#### What you should do:
Omit every picture and return the rest of the data unaltered.
(begin)
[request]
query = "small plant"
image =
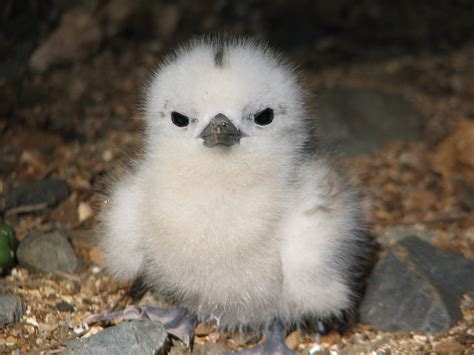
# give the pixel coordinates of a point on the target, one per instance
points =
(8, 245)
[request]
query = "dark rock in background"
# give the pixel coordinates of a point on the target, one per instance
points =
(465, 192)
(390, 236)
(48, 252)
(49, 192)
(135, 337)
(359, 121)
(12, 309)
(417, 287)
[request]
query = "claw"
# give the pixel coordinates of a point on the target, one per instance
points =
(177, 322)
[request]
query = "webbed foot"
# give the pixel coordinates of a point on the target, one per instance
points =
(177, 322)
(274, 342)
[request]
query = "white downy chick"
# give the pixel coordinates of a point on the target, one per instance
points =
(234, 213)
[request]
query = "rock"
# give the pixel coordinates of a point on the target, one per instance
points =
(359, 121)
(135, 337)
(416, 287)
(465, 193)
(12, 309)
(83, 28)
(49, 192)
(390, 236)
(453, 156)
(48, 252)
(64, 306)
(214, 349)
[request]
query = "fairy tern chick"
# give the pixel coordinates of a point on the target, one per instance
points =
(234, 213)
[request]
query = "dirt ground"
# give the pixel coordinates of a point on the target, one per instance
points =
(81, 131)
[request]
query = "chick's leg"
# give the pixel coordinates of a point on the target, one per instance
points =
(177, 322)
(274, 342)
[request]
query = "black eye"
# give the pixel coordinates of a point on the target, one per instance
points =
(264, 117)
(179, 119)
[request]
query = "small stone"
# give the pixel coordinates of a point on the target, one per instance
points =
(451, 348)
(107, 155)
(416, 287)
(49, 192)
(12, 309)
(135, 337)
(214, 349)
(392, 235)
(48, 252)
(64, 306)
(293, 340)
(84, 211)
(330, 338)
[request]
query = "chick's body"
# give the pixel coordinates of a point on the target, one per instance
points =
(243, 234)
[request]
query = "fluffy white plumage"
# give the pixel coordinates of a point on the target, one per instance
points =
(261, 230)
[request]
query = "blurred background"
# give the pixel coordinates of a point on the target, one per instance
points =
(392, 88)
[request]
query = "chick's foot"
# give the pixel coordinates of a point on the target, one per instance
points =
(274, 343)
(177, 322)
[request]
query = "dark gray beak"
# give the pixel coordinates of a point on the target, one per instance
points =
(220, 131)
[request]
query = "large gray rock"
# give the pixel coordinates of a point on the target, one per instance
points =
(48, 252)
(135, 337)
(11, 309)
(417, 287)
(49, 192)
(359, 121)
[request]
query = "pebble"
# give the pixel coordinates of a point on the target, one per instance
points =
(135, 337)
(64, 306)
(12, 309)
(48, 252)
(49, 192)
(416, 287)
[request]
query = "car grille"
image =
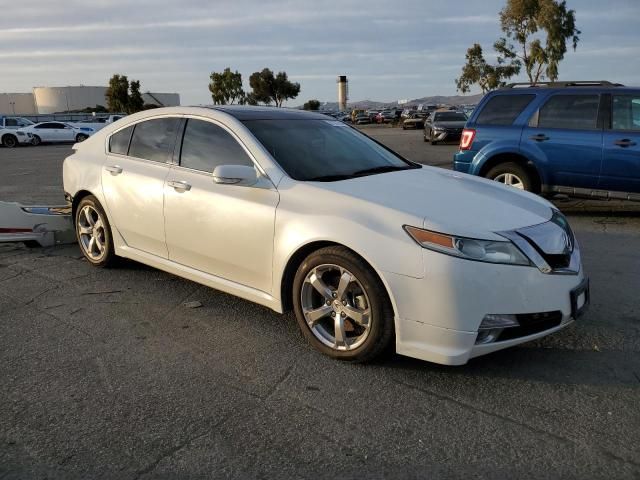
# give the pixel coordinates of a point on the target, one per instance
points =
(530, 324)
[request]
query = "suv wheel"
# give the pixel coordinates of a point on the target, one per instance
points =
(512, 174)
(341, 306)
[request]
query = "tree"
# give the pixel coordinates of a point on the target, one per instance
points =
(end)
#### Written answer:
[request]
query = "small plant"
image =
# give the pixel coordinates of a point on the target, one per instance
points =
(8, 245)
[request]
query = "dark rock in background"
# give the pixel coordinates of a point on the target, one per instance
points =
(465, 192)
(390, 236)
(48, 252)
(49, 192)
(135, 337)
(359, 121)
(12, 309)
(417, 287)
[request]
query = "claw"
# give the pixel coordinates of a point on the target, one per instance
points =
(177, 322)
[request]
query = "webbed foot"
# give the pixel coordinates of a point on the target, one per instance
points =
(177, 322)
(274, 342)
[request]
query = "white downy chick"
# give the pixel coordinates of a point on the target, one per instance
points =
(234, 213)
[request]
query = "rock"
# give the pixel coordinates of a point on the target, one per instance
points =
(359, 121)
(135, 337)
(416, 287)
(465, 193)
(12, 309)
(83, 28)
(49, 192)
(390, 236)
(453, 156)
(48, 252)
(64, 306)
(214, 349)
[request]
query = "fairy tern chick"
# give the pixel coordinates of a point on the target, one per instance
points =
(234, 213)
[request]
query = "dirt ground"
# give the pixel coordinates of a point on the target, one per instance
points =
(81, 131)
[request]
query = "chick's leg"
# give the pixel coordinates of a point on the target, one per instance
points =
(177, 322)
(274, 342)
[request]
query = "black eye"
# give the pixel coordinates of a point on the target, one per instance
points =
(264, 117)
(179, 119)
[request]
query = "small stone"
# give the pixel coordinates of a point on the target, one per instance
points =
(451, 348)
(107, 155)
(416, 287)
(49, 192)
(12, 309)
(135, 337)
(214, 349)
(392, 235)
(48, 252)
(64, 306)
(293, 340)
(84, 211)
(330, 338)
[request]
query = "chick's body"
# give the pixel coordinates of a point on the target, one per instance
points =
(243, 234)
[request]
query = "fluffy white plumage"
# give the pixel coordinates of a point on the target, one per instance
points =
(261, 230)
[request]
query = "blurred background"
# give the pixel coordinates of a point on the target, one per instance
points =
(392, 88)
[request]
query = "chick's foot"
# give the pixel coordinates of a point on the target, one per instance
points =
(274, 343)
(177, 322)
[request]
query = "dark gray beak"
# give the pixel coordinates of a point on the target, one per instance
points =
(220, 131)
[request]
query = "large gray rock"
# give the pixel coordinates of a point on the target, one per instance
points =
(48, 252)
(135, 337)
(11, 309)
(417, 287)
(49, 192)
(359, 121)
[request]
query = "pebble"
# give the pixel coordinates of a point on the target, one per instance
points =
(135, 337)
(64, 306)
(12, 309)
(48, 252)
(49, 192)
(416, 287)
[request]
query = "car grille"
image =
# give the pixel coordinates of a point on the target, one per instance
points =
(530, 324)
[request]
query = "suv wheel"
# give the pixel coordinates of a point on the target, one per instance
points =
(512, 174)
(341, 306)
[request]
query = "tree"
# give the pixel coordinates of a point on the target, one per instance
points =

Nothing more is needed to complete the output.